§ **EXERCISE DESCRIPTION**
Output each line of the items below as a numbered list, omitting blank lines and leaving out the pictures.

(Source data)
--------------------------------------------------
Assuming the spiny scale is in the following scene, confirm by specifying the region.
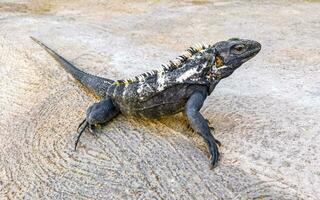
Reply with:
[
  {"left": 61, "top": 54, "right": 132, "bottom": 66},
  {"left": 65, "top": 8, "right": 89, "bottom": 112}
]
[{"left": 113, "top": 44, "right": 209, "bottom": 85}]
--------------------------------------------------
§ **ANSWER TO THE EXERCISE**
1. Assuming the spiny scale is in the following scene, confirm by specifying the region.
2. Reply with:
3. [
4.   {"left": 61, "top": 54, "right": 132, "bottom": 66},
5.   {"left": 65, "top": 8, "right": 89, "bottom": 112}
6. ]
7. [{"left": 113, "top": 44, "right": 209, "bottom": 85}]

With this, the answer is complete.